### OBJECTIVE
Show each line in the data below that contains the word "arms", copied in full.
* START MATERIAL FOR THE TASK *
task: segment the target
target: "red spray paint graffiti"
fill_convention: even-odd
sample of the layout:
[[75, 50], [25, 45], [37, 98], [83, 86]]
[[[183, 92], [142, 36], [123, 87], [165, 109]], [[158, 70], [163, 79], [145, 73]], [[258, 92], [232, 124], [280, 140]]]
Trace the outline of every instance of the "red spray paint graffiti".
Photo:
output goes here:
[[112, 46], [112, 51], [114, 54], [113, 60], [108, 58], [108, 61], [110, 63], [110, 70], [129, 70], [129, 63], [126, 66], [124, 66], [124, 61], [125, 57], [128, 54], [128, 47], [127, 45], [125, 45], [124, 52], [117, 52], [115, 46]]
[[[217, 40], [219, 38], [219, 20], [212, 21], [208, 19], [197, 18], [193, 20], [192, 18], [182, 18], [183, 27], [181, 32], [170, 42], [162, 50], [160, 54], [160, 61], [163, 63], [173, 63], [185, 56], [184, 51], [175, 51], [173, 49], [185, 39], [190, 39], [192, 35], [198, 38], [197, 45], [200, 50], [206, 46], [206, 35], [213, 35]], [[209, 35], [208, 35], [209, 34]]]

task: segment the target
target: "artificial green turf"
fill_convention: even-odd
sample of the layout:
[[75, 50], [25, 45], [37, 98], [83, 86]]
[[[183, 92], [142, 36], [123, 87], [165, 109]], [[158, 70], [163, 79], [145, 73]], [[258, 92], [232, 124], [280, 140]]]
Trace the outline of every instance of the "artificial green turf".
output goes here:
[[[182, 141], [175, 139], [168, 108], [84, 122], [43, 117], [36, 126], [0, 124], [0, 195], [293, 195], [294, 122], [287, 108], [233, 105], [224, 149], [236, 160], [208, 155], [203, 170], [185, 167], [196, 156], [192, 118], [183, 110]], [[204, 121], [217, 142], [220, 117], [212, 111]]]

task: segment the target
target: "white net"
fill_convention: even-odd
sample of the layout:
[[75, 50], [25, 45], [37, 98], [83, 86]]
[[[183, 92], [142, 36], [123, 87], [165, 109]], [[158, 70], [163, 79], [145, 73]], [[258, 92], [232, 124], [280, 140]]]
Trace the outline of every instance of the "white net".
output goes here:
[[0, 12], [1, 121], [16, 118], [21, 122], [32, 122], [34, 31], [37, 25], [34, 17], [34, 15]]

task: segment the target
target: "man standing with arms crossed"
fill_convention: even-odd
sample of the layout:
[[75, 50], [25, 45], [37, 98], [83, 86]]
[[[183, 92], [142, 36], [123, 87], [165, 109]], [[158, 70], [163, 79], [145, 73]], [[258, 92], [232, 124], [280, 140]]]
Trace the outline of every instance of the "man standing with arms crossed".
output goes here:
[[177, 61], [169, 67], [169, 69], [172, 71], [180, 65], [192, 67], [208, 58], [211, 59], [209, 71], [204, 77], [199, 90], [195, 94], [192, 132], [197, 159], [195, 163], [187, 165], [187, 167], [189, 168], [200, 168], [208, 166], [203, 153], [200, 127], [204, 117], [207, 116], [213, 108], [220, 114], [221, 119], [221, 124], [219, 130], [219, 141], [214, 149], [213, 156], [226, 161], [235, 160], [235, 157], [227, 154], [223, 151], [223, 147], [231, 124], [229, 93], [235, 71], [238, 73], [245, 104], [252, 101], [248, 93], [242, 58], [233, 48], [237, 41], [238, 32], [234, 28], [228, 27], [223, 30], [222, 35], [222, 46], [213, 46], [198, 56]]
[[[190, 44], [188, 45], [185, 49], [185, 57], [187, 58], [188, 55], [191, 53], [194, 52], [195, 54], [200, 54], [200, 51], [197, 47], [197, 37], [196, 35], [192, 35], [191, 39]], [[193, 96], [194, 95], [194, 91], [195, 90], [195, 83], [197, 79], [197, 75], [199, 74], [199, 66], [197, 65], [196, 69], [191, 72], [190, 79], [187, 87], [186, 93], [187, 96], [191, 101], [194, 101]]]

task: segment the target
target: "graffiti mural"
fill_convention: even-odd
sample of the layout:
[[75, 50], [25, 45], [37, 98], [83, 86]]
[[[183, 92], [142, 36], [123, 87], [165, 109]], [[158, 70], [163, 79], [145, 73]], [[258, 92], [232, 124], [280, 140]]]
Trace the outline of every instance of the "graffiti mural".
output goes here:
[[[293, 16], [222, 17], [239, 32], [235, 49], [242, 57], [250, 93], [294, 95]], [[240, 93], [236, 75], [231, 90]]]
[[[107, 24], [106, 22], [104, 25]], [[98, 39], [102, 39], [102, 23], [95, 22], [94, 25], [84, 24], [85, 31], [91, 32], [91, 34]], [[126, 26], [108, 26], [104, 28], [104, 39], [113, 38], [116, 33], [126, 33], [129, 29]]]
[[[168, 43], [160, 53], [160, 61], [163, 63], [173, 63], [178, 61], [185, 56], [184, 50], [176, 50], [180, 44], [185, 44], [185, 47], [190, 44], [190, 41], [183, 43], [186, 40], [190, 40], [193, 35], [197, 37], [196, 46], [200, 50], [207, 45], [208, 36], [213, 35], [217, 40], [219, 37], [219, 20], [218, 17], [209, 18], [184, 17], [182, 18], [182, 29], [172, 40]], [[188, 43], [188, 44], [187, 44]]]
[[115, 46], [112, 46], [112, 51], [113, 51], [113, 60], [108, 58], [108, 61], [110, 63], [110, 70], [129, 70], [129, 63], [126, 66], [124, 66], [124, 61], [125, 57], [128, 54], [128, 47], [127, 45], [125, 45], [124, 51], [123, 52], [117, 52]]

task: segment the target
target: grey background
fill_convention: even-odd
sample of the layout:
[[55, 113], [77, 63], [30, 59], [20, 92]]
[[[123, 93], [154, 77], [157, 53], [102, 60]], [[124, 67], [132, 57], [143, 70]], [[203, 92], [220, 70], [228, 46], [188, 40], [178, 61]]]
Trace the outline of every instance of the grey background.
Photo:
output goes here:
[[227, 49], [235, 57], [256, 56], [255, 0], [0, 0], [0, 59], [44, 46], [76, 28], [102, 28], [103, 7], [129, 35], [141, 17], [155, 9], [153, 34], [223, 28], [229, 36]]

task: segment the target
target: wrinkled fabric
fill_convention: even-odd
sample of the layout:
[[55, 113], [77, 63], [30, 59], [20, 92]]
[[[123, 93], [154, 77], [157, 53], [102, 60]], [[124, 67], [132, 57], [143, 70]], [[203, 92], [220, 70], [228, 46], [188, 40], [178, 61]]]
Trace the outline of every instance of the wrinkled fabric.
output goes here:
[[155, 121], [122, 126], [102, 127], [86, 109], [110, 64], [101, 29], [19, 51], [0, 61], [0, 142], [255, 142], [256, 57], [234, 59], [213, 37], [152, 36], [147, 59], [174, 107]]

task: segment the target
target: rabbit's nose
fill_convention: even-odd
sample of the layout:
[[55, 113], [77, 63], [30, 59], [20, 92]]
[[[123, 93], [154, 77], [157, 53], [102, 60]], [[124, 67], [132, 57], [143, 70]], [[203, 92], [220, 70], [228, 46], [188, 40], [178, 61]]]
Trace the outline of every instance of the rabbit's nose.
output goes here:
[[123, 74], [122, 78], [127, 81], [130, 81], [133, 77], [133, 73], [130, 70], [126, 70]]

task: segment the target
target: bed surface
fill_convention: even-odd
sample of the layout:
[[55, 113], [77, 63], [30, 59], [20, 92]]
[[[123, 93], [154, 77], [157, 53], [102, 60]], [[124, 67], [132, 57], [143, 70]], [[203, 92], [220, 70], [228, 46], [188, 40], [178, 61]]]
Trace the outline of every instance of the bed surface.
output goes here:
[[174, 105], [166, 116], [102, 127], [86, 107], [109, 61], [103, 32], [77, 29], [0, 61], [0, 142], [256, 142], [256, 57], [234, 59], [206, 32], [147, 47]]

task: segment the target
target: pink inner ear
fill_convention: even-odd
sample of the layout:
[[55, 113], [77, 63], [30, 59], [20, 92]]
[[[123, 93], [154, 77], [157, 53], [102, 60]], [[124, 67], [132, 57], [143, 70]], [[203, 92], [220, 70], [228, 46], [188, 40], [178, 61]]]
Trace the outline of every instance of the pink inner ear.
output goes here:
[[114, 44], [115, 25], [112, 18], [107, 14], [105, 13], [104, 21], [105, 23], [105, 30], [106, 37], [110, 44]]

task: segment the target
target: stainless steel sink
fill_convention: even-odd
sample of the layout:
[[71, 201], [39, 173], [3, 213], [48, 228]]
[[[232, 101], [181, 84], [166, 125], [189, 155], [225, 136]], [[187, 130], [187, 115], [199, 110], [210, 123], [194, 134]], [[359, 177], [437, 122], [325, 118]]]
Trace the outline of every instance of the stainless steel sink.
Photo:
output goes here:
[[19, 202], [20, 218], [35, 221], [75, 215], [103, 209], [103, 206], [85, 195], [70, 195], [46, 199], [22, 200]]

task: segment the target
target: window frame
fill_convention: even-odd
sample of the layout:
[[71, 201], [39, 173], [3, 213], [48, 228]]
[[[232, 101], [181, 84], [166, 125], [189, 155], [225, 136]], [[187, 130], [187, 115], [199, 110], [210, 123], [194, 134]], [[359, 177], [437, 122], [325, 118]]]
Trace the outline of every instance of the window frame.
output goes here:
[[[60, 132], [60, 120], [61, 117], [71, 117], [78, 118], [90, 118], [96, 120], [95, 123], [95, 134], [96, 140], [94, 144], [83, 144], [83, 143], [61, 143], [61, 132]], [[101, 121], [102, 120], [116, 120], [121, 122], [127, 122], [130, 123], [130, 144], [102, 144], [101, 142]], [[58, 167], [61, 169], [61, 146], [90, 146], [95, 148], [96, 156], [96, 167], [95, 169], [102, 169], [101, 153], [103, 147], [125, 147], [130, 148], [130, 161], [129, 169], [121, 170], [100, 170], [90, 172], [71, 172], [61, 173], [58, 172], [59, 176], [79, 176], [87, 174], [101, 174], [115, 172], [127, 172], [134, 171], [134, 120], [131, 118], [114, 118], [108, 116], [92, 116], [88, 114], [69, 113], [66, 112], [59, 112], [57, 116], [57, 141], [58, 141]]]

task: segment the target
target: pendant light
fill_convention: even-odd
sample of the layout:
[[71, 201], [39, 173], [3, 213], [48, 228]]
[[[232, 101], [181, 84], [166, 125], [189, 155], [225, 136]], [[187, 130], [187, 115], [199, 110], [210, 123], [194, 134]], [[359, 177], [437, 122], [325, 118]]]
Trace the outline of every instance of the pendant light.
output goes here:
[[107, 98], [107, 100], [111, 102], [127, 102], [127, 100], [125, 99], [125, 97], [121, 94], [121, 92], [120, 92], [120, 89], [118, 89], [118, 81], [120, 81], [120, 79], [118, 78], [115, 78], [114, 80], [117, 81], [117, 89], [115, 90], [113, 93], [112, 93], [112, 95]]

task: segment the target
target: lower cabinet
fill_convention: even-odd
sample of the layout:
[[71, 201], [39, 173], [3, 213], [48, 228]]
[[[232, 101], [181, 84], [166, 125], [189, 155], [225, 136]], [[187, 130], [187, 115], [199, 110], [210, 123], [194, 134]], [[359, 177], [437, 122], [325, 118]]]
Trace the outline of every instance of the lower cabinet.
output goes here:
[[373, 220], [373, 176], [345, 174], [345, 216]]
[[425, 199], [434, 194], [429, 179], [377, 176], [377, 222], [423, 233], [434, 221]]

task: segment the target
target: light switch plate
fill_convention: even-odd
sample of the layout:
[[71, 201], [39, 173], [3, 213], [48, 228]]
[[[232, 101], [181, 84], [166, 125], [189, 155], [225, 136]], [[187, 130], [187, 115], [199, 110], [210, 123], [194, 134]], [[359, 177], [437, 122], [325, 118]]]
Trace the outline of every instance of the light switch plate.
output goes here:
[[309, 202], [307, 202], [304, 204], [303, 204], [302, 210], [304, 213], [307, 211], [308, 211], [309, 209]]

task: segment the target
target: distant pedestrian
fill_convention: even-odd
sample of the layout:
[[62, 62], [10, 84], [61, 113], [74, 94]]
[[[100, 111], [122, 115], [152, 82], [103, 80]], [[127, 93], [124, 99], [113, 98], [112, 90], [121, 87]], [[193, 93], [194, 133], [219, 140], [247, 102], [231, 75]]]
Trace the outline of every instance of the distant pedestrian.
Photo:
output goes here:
* END MATERIAL FOR THE TASK *
### CORRECT ANSWER
target: "man standing with arms crossed"
Trace the outline of every instance of the "man standing with arms crossed".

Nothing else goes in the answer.